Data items
⁂
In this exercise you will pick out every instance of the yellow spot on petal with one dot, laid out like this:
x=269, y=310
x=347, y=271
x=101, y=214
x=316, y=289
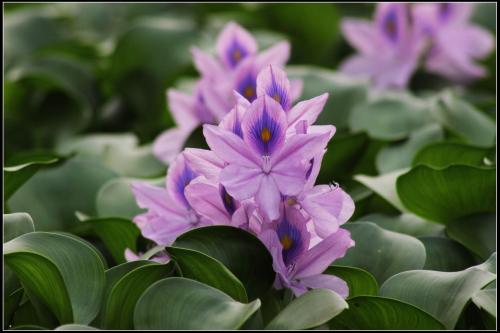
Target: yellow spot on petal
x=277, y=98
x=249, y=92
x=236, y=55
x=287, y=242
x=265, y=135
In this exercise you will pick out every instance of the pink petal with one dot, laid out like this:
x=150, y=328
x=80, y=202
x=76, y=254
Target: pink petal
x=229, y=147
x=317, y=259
⁂
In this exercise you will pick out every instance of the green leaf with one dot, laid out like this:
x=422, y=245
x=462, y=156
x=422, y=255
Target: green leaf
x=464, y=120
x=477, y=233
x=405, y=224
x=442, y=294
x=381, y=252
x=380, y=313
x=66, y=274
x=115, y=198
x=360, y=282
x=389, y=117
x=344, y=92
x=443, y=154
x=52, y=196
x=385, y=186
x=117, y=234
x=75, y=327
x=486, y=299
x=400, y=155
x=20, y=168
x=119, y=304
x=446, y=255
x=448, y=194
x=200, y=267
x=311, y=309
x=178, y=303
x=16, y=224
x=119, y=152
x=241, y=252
⁂
What to work on. Show all lines from the entries that hold "laid".

Exercise solution.
In this exercise you will pick out every instance of the yellow spot on petal with one dot, laid out like this:
In this exercise you will pick out every instance of the pink petal with one dot, laid out like this:
In this exercise you will pick out every instance of the green leaf with one dot, laid out like this:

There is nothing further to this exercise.